====== GIVEN ENTRIES ======

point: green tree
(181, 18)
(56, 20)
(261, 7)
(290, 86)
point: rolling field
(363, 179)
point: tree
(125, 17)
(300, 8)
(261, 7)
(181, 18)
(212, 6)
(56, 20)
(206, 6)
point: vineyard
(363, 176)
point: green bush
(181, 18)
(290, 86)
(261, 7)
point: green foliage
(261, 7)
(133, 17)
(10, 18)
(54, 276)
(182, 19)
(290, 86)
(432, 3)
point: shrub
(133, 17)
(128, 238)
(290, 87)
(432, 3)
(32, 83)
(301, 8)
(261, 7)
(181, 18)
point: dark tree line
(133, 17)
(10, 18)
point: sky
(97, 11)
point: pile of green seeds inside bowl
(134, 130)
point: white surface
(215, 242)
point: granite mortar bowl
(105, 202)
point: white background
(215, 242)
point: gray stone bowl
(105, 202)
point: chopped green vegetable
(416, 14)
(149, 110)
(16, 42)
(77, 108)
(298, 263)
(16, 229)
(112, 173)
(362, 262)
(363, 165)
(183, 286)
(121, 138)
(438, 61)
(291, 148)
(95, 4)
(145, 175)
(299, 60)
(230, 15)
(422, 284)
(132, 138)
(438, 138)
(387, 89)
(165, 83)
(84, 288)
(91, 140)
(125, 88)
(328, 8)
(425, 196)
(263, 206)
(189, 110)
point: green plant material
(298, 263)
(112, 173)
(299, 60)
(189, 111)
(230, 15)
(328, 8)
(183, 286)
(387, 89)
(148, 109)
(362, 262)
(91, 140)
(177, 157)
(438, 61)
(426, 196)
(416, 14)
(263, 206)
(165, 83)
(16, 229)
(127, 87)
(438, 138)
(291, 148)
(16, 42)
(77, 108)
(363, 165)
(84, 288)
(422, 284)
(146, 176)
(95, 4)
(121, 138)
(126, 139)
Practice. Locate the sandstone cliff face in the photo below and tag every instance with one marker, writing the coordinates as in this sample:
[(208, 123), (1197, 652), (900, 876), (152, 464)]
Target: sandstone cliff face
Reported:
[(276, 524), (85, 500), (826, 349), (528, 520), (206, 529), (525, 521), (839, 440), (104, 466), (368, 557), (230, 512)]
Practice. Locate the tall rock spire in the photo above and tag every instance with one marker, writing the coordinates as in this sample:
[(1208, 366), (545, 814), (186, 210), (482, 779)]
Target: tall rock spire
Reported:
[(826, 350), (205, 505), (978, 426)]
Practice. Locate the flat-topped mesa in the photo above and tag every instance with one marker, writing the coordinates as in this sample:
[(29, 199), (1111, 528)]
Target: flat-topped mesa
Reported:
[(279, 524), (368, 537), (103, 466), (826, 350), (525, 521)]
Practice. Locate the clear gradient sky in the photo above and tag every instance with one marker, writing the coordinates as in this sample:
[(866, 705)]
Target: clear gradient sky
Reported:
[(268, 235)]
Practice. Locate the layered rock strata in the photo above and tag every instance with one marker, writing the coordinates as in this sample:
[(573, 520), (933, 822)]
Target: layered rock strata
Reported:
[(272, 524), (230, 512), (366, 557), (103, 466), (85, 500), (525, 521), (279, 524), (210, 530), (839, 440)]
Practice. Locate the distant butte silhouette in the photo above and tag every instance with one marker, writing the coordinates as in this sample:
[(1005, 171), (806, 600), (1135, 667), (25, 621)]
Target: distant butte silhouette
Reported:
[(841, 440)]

======

# INSTRUCTIONS TO FOLLOW:
Put every one of the rows above into a numbered list, leaving out any blank lines.

# RESPONSE:
1. point: green tree
2. (181, 18)
3. (56, 20)
4. (261, 7)
5. (290, 86)
6. point: rolling field
7. (363, 179)
8. point: tree
9. (125, 17)
10. (300, 8)
11. (261, 7)
12. (181, 18)
13. (212, 6)
14. (56, 20)
15. (206, 6)
16. point: vineyard
17. (363, 176)
18. point: green bush
19. (181, 18)
20. (290, 86)
21. (261, 7)
22. point: green foliage
23. (261, 7)
24. (133, 17)
25. (10, 18)
26. (54, 276)
27. (182, 19)
28. (290, 86)
29. (432, 3)
30. point: shrub
31. (133, 17)
32. (128, 238)
33. (290, 87)
34. (432, 3)
35. (32, 83)
36. (301, 8)
37. (261, 7)
38. (181, 18)
39. point: dark tree line
40. (133, 17)
41. (10, 18)
42. point: sky
43. (97, 11)
44. point: pile of green seeds inside bowl
45. (134, 130)
46. point: white surface
47. (215, 242)
48. point: granite mortar bowl
49. (105, 202)
50. point: white background
51. (215, 242)
52. point: gray stone bowl
53. (105, 202)
54. point: chopped green vegetable
55. (416, 14)
56. (149, 110)
57. (16, 42)
58. (77, 108)
59. (298, 263)
60. (16, 229)
61. (112, 173)
62. (362, 262)
63. (363, 165)
64. (183, 286)
65. (121, 138)
66. (438, 61)
67. (291, 148)
68. (95, 4)
69. (145, 175)
70. (299, 60)
71. (230, 15)
72. (422, 284)
73. (132, 138)
74. (438, 138)
75. (387, 89)
76. (165, 83)
77. (84, 288)
78. (91, 140)
79. (125, 88)
80. (328, 8)
81. (425, 196)
82. (263, 206)
83. (189, 110)
84. point: green plant material
85. (298, 263)
86. (112, 173)
87. (299, 60)
88. (189, 111)
89. (230, 15)
90. (328, 8)
91. (183, 286)
92. (387, 89)
93. (148, 109)
94. (362, 262)
95. (91, 140)
96. (177, 157)
97. (438, 61)
98. (426, 196)
99. (416, 14)
100. (263, 206)
101. (165, 83)
102. (16, 229)
103. (127, 87)
104. (438, 138)
105. (291, 148)
106. (16, 42)
107. (77, 108)
108. (363, 165)
109. (84, 288)
110. (422, 284)
111. (146, 176)
112. (95, 4)
113. (121, 138)
114. (126, 139)
115. Practice. Locate the sandstone cliff face in the photo below and tag every instance with one marker, writing the coordinates as in this sample:
116. [(208, 123), (1197, 652), (900, 876), (152, 464)]
117. Target: sandstone cliff face
118. Reported:
119. [(276, 524), (85, 500), (826, 349), (528, 520), (206, 529), (525, 521), (839, 440), (104, 466), (368, 557), (230, 512)]
120. Practice. Locate the tall rock spire in the photo above and tag every instance with one marker, writing the coordinates as in this sample:
121. [(1208, 366), (545, 814), (186, 210), (482, 779)]
122. Target: tall rock spire
123. Reported:
124. [(826, 350), (205, 505), (978, 426)]
125. Practice. Locate the flat-topped mesa in the photo above and tag every instance with one marker, writing the coordinates as in this sample:
126. [(29, 199), (1111, 528)]
127. Target: flat-topped mesa
128. Reported:
129. [(279, 524), (368, 537), (103, 466), (826, 350), (525, 521)]
130. Practice. Locate the clear gradient sky in the photo above and tag every instance with one marker, writing the coordinates as in this sample:
131. [(866, 705)]
132. Target: clear gradient sky
133. Reported:
134. [(268, 235)]
135. Practice. Locate the layered rock strata in the photo above and tag every instance with one marker, writing the coordinates as in this sample:
136. [(573, 520), (933, 822)]
137. Target: layered rock strata
138. Reported:
139. [(272, 524), (230, 512), (366, 557), (103, 466), (85, 500), (525, 521), (279, 524), (210, 530), (839, 440)]
140. Practice. Locate the distant butte silhouette in the photo above and tag every instance with one marker, writing the coordinates as in this sample:
141. [(1005, 171), (806, 600), (1135, 667), (25, 621)]
142. Target: distant butte silhouette
143. Reported:
144. [(841, 440)]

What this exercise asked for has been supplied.